:: What to produce ::
Only the text belongs in the copy: repeat each record exactly, without pictures.

—————

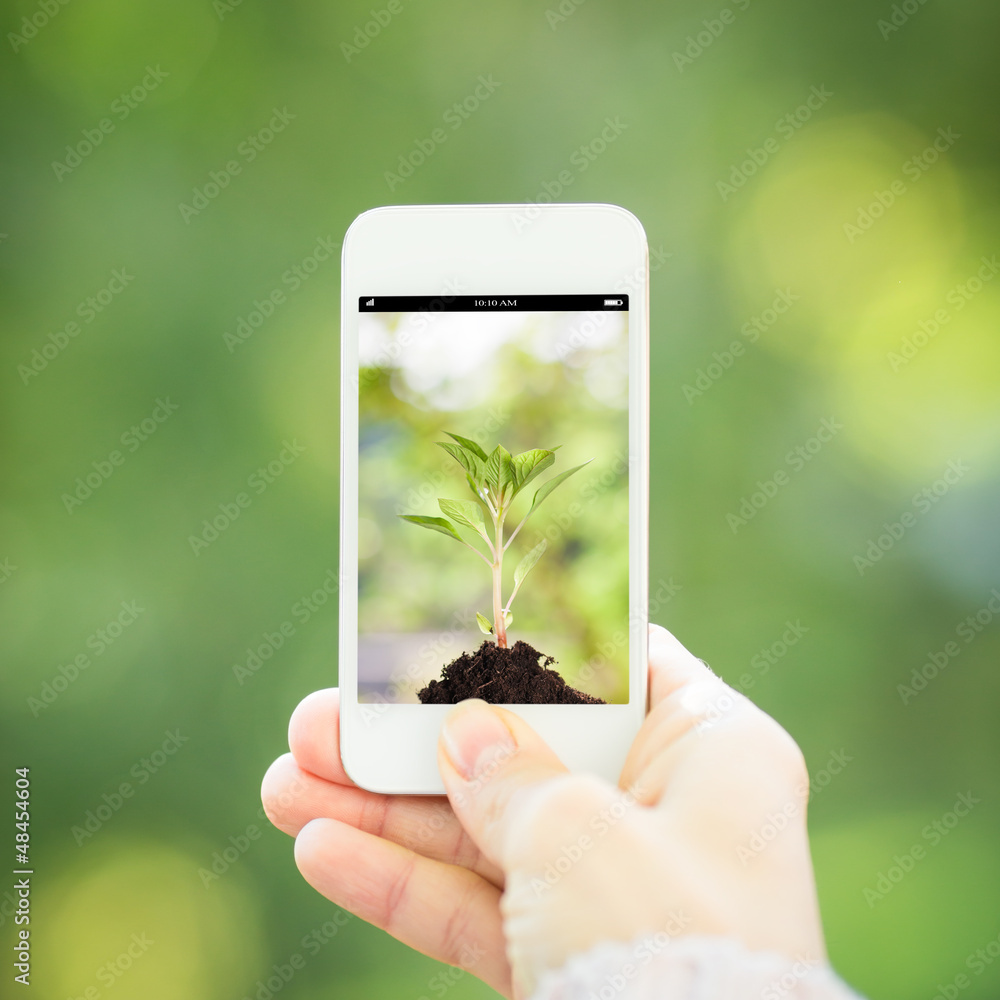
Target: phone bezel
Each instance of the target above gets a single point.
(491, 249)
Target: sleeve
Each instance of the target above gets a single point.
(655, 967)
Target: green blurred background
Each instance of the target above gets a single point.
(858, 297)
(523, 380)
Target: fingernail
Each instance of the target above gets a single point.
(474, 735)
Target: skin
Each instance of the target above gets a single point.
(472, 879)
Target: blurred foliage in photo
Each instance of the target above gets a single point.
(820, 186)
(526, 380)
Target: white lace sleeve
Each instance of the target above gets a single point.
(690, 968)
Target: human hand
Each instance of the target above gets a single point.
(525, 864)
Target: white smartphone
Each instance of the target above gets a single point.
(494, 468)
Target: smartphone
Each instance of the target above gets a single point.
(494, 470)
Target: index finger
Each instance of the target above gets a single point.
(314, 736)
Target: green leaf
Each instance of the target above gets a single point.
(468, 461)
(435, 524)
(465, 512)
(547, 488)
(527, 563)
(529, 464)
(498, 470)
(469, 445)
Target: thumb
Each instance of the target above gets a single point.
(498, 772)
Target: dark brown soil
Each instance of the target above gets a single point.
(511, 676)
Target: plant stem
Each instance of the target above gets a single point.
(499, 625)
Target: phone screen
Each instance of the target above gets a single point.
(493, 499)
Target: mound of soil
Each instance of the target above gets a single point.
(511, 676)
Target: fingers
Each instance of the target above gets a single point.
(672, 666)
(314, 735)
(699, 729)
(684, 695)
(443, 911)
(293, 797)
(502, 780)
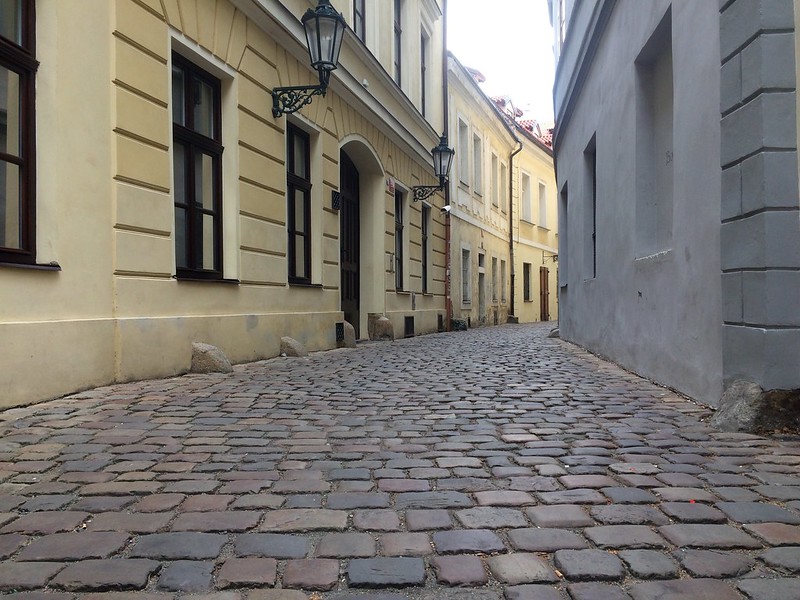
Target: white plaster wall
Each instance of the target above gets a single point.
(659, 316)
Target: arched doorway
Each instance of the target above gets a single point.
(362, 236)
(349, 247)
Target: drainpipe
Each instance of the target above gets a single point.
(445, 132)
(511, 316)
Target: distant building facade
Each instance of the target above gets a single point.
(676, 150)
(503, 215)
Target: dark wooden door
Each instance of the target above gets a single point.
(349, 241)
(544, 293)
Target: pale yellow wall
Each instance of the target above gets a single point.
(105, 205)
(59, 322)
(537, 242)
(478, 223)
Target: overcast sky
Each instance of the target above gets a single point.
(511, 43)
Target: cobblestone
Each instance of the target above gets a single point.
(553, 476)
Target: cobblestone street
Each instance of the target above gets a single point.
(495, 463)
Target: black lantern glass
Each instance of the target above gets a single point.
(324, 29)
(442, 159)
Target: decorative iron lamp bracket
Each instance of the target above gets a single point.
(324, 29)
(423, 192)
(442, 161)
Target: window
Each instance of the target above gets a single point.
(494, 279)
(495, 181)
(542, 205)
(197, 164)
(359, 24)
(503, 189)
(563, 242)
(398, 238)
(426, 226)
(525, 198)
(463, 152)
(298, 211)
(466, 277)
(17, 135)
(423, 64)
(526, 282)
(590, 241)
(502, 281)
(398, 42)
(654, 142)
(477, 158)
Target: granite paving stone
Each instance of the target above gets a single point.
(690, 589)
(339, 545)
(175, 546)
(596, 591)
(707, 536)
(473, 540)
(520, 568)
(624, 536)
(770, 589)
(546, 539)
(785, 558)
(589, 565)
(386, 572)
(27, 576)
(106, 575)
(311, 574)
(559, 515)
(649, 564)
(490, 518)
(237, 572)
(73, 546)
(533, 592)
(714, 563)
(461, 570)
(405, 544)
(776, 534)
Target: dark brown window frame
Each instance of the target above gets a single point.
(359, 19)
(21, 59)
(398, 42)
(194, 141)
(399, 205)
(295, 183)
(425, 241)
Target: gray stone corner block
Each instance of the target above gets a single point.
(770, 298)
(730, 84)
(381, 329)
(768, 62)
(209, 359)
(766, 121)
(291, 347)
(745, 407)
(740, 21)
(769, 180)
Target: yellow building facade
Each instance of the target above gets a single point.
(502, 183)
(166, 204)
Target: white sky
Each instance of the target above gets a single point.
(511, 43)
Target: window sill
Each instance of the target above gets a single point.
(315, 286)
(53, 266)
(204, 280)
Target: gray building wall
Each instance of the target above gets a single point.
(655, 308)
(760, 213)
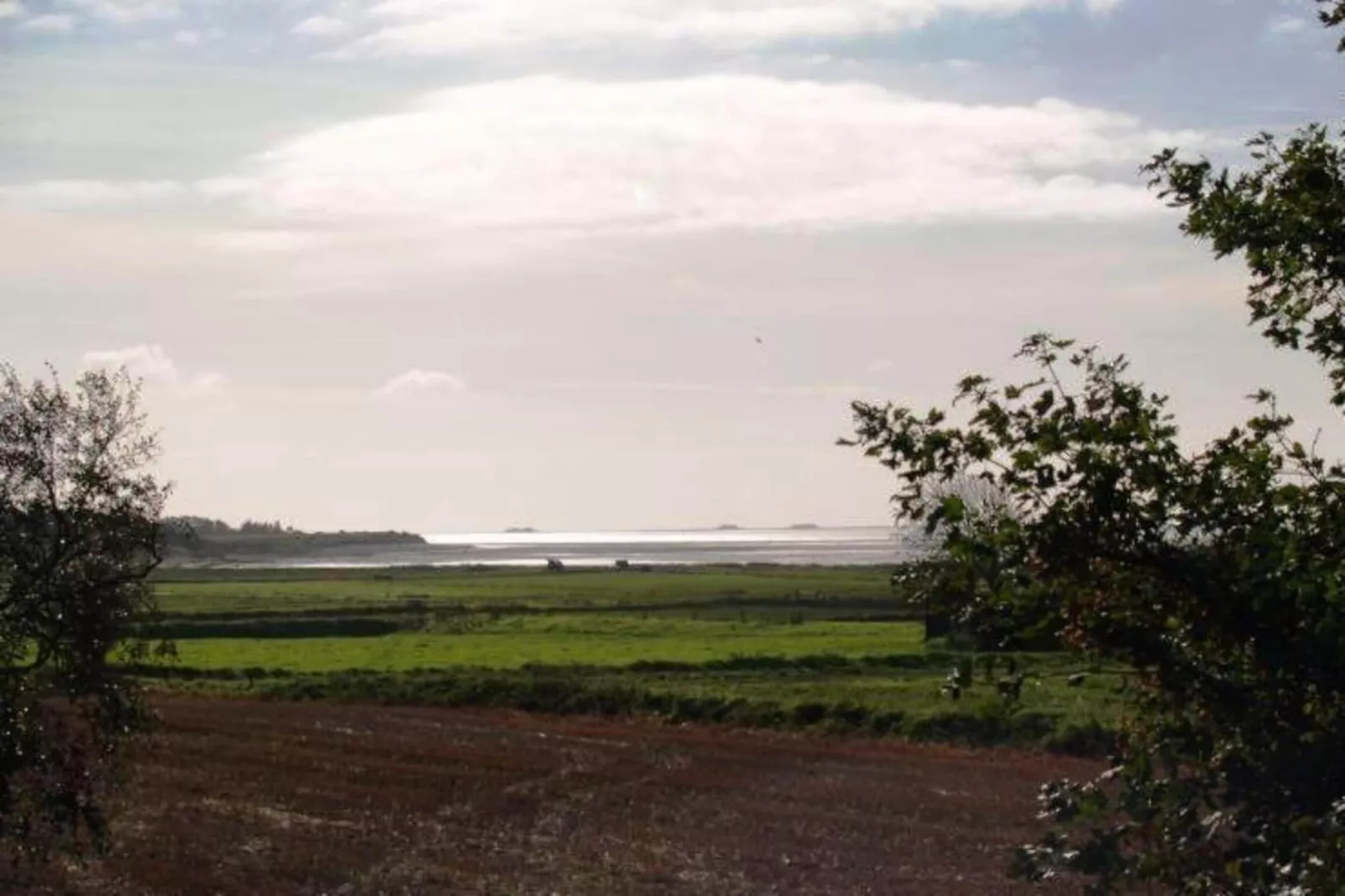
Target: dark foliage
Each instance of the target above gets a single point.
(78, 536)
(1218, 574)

—————

:: Your solution ::
Target: phone bezel
Each instance of the target above gets a single point.
(491, 249)
Target: sleeve
Each instance of the target above gets a single point.
(655, 967)
Target: green blurred background
Each instance of the target above gets a single point.
(858, 297)
(523, 380)
Target: fingernail
Each instance of the target above gets a single point.
(474, 735)
Target: skin
Each instance of the target above gets a single point.
(472, 879)
Target: blurred foliage in photo
Each instance of the target above gets a single point.
(820, 186)
(526, 380)
Target: white lace sleeve
Each instance of the target above gets a single point.
(690, 968)
Target: human hand
Each instance of the target above gets a single point.
(525, 864)
Target: white smartphone
Each instance of the target above gets a single point.
(494, 468)
Target: smartphone
Each instance of the target above gets a single point.
(494, 470)
Target: index finger
Each instance of the target above gets a single point.
(314, 736)
Target: green leaf
Each instance of the target above gets a single point.
(468, 461)
(435, 524)
(465, 512)
(547, 488)
(527, 563)
(529, 464)
(498, 470)
(469, 445)
Target: thumb
Each instance of the target above gets a single point.
(498, 772)
Target: dark brown soil
Each instance of the target above gets a single point.
(511, 676)
Target: plant stem
Each instance of the target above gets a single point.
(499, 625)
Target: phone screen
Each instance of the target above gets a single point.
(493, 499)
Target: mound of soil
Each instance of the target above gets a single point.
(511, 676)
Target: fingers
Each instance of the target above gets a single point.
(672, 666)
(314, 735)
(699, 729)
(684, 695)
(443, 911)
(293, 797)
(502, 780)
Target: white plaster wall
Each instance of the target above gets a single point.
(659, 316)
Target: arched doorway
Each instance of the target above gets a single point.
(362, 236)
(349, 247)
Target: drainpipe
Each instance of the target above gets a single point.
(445, 132)
(511, 316)
Target: distant building facade
Each instance of the target above gets a single point.
(676, 150)
(503, 215)
Target: dark wooden door
Each instance of the target above gets a single point.
(349, 241)
(544, 293)
Target: pale yellow wall
Each instance of the target above gets a single point.
(105, 205)
(59, 322)
(537, 242)
(478, 223)
Target: overcast sky
Each instance of the target above gets a single point.
(511, 43)
Target: cobblestone
Each instance of the target above gets a single point.
(553, 476)
Target: cobblestone street
Each instance of the target above gets a single point.
(495, 463)
Target: black lantern glass
Each instance of the target above gets a single point.
(324, 29)
(442, 159)
Target: decorative iron lamp bracket
Each instance of the target above gets a single point.
(324, 29)
(423, 192)
(442, 161)
Target: window
Each instance of the target above gets a single point.
(494, 279)
(495, 181)
(542, 205)
(197, 164)
(359, 24)
(503, 189)
(563, 242)
(398, 238)
(426, 226)
(525, 198)
(463, 152)
(298, 211)
(466, 277)
(17, 135)
(423, 64)
(526, 282)
(590, 241)
(502, 281)
(398, 42)
(654, 142)
(477, 158)
Target: granite paving stone
Each instance of the target above gets a single point.
(690, 589)
(339, 545)
(175, 546)
(596, 591)
(707, 536)
(473, 540)
(520, 568)
(624, 536)
(770, 589)
(546, 539)
(785, 558)
(589, 565)
(386, 572)
(27, 576)
(106, 575)
(311, 574)
(559, 515)
(649, 564)
(490, 518)
(237, 572)
(73, 546)
(533, 592)
(714, 563)
(461, 570)
(405, 544)
(776, 534)
Target: dark brown window frame
Each instance of the target above gets a single point.
(359, 19)
(21, 59)
(398, 42)
(194, 141)
(399, 205)
(295, 183)
(425, 241)
Target: gray stone corner block
Each instance of the target above gets a single point.
(770, 298)
(730, 84)
(381, 329)
(768, 62)
(209, 359)
(766, 121)
(291, 347)
(745, 407)
(740, 21)
(769, 180)
Target: yellow building facade
Each instance of the target above gets a single point.
(502, 183)
(166, 204)
Target: white sky
Each instance of the target above gets a single point.
(511, 43)
Target: window sill
Each instance of the target above gets a single point.
(315, 286)
(53, 266)
(204, 280)
Target: gray building wall
Each instance of the target above gets a single point.
(655, 308)
(760, 213)
Target: dark foliage
Each instance of the target above gets a single point.
(78, 536)
(1218, 574)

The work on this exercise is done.